Наконец Цезарь воссел на своем золотом «тронном» кресле. Как и было заранее условлено, к нему приблизился заговорщик Туллий (или Тиллий) Кимвр (Кимбр, Цимбр, Цимвр) с прошением о помиловании его изгнанного по указу диктатора брата.
Когда Гай Юлий отклонил прошение, все заговорщики поднялись с мест, приблизились и окружили кресло Цезаря, присоединяя свои просьбы о помиловании изгнанника к просьбам Кимвра. Тот схватил Цезаря за тогу и обнажил шею «потомка богини Венеры», что и было условленным знаком. Публий Каска пырнул Цезаря сзади кинжалом то ли в шею, то ли в затылок (здесь данные источников расходятся). Однако террорист был слишком возбужден, чтобы нанести смертельный удар. Раненый Цезарь обернулся и с криком: «Каска, злодей, что ты делаешь?» (или: «Каска, злодей, да ты что?») пронзил руку террориста единственным имевшимся у него «оружием» – стальным писчим грифелем-«стилем». И тогда все высокородные душегубы выхватили из-под сенаторских тог спрятанные там кинжалы и мечи.
Утверждают, что, увидев среди своих убийц пощаженного, приближенного и обласканного им Марка Юния Брута (по мнению некоторых - внебрачного сына диктатора), Цезарь прекратил сопротивляться, накрыл голову полой тоги и молча дал убийцам исколоть себя клинками. Некоторые авторы приписывают умирающему горестный возглас: «И ты, Брут!» (или даже: «И ты, Брут, сын мой!» либо: «И ты, дитя мое!»), вошедший в анналы римской и мировой истории. Биограф Цезаря грек Плутарх Херонейский излагает события несколько иначе и, вероятно, более реалистично, более близко к истине. Согласно биографу из Херонеи, заговорщики, стремившиеся непременно все без исключения принять участие в заклании диктатора (как ритуальной жертвы на алтарь свободы), «повязать себя кровью», теснясь вокруг пронзаемого вновь и вновь клинками, мечущегося в агонии Гая Юлия, мешая друг другу достать его мечом или кинжалом, в суматохе наносили раны не только Цезарю, но и друг другу, так что никто из них уже не знал, чью кровь кто из них проливает. А пораженные ужасом сенаторы, не вовлеченные в заговор, сидели, как парализованные, на своих местах, пугливо вслушиваясь в предсмертные вопли диктатора, который, многократно раненный остервенелыми тогоносцами в лицо и в глаза, корчился, как жертвенное животное, под руками душегубов, залитых его и своей собственной кровью…
Осматривая зверски обезображенный «борцами за свободу» труп Гая Юлия, его личный врач обнаружил на теле диктатора двадцать три колотые раны (из которых якобы лишь одна единственная оказалась смертельной)…
Свершив свое кровавое «общее дело» - «святую народную месть» -, убийцы оставили труп закланной ими во имя свободы жертвы лежать у подножия восстановленной по приказу Цезаря статуи Помпея «Великого», как бы восторжествовавшего (пусть даже посмертно) над тем, кто его победил в гражданской войне.

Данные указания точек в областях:
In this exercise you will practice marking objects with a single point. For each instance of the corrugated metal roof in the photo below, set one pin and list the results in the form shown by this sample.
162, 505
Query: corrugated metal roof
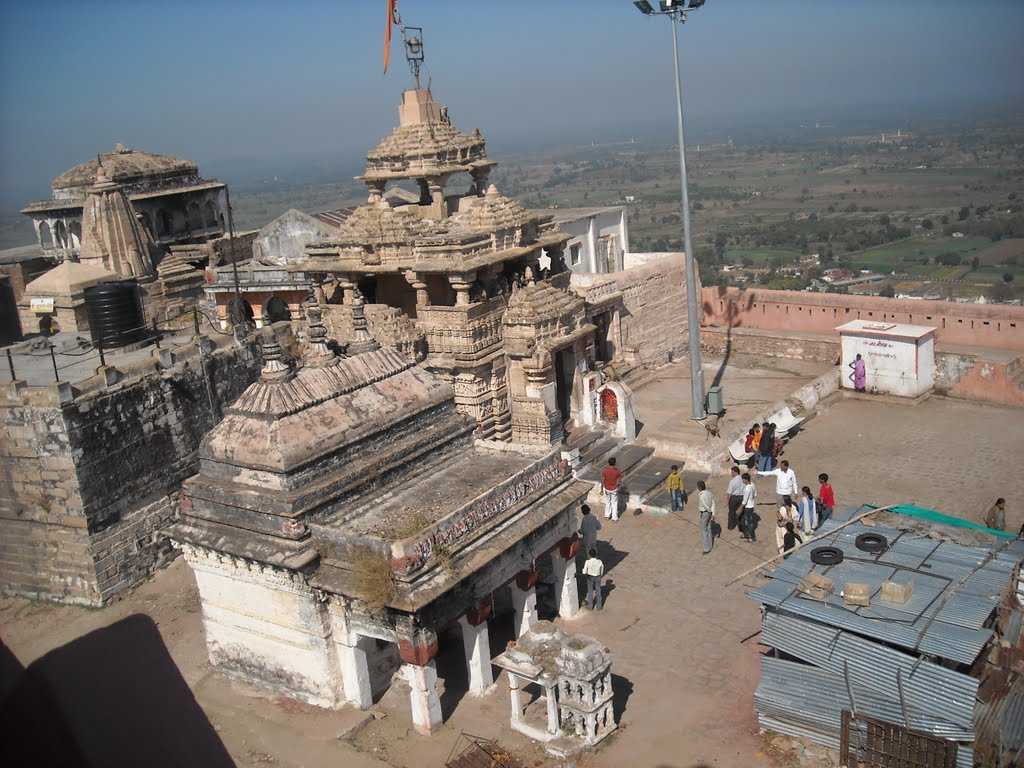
926, 687
790, 688
955, 590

- **УСЛОВИЯ ЗАДАНИЙ**
a: Повторите слово в слово отрывок текста об убийстве Цезаря от слов «Наконец Цезарь воссел» до слов «указу диктатора брата.» включительно.
b: Допишите следующую часть текста об убийстве Цезаря, начав сразу после его последнего предложения.

- **ОТВЕТЫ К УПРАЖНЕНИЮ**
a:
Наконец Цезарь воссел на своем золотом «тронном» кресле. Как и было заранее условлено, к нему приблизился заговорщик Туллий (или Тиллий) Кимвр (Кимбр, Цимбр, Цимвр) с прошением о помиловании его изгнанного по указу диктатора брата.

b:
Брут, залитый кровью, как и все его «подельники», обратился было с речью к сенату, однако при первых же звуках его, надо думать, хотя и хорошо поставленного, но охрипшего от волнения голоса, охватившее «отцов, занесенных в списки» при виде убийства оцепенение прошло, и «патрес конскрипти» в панике разбежались. Курия Помпея мигом опустела…
Между тем, известие о разыгравшейся на заседании сената кровавой драме распространилось по всему Вечному Городу на Тибре. Положение стало критическим. Жители Рима спешили забаррикадироваться в своих домах. Испуганные не меньше бежавших сенаторов и прочих сограждан, заговорщики, громкими криками возвещая «Граду и миру» о совершенной ими «народной расправе над тираном», заняли Капитолий и тоже там забаррикадировались.
Только приближенные Цезаря Марк Антоний и Эмилий Лепид (своевременно сбежавшие от заговорщиков), осмелились теперь вернуться в опустелую курию Помпея и приблизиться к трупу диктатора, весь день пролежавшему на залитом кровью полу перед статей «Великого».
Судьба Римской республики по-прежнему висела на волоске. Заговорщики возблагодарили богов за дарованную им удачу в благородном деле возвращения Риму свободы, но не знали, что им делать дальше с этой свободой…
Здесь конец и Господу Богу нашему слава!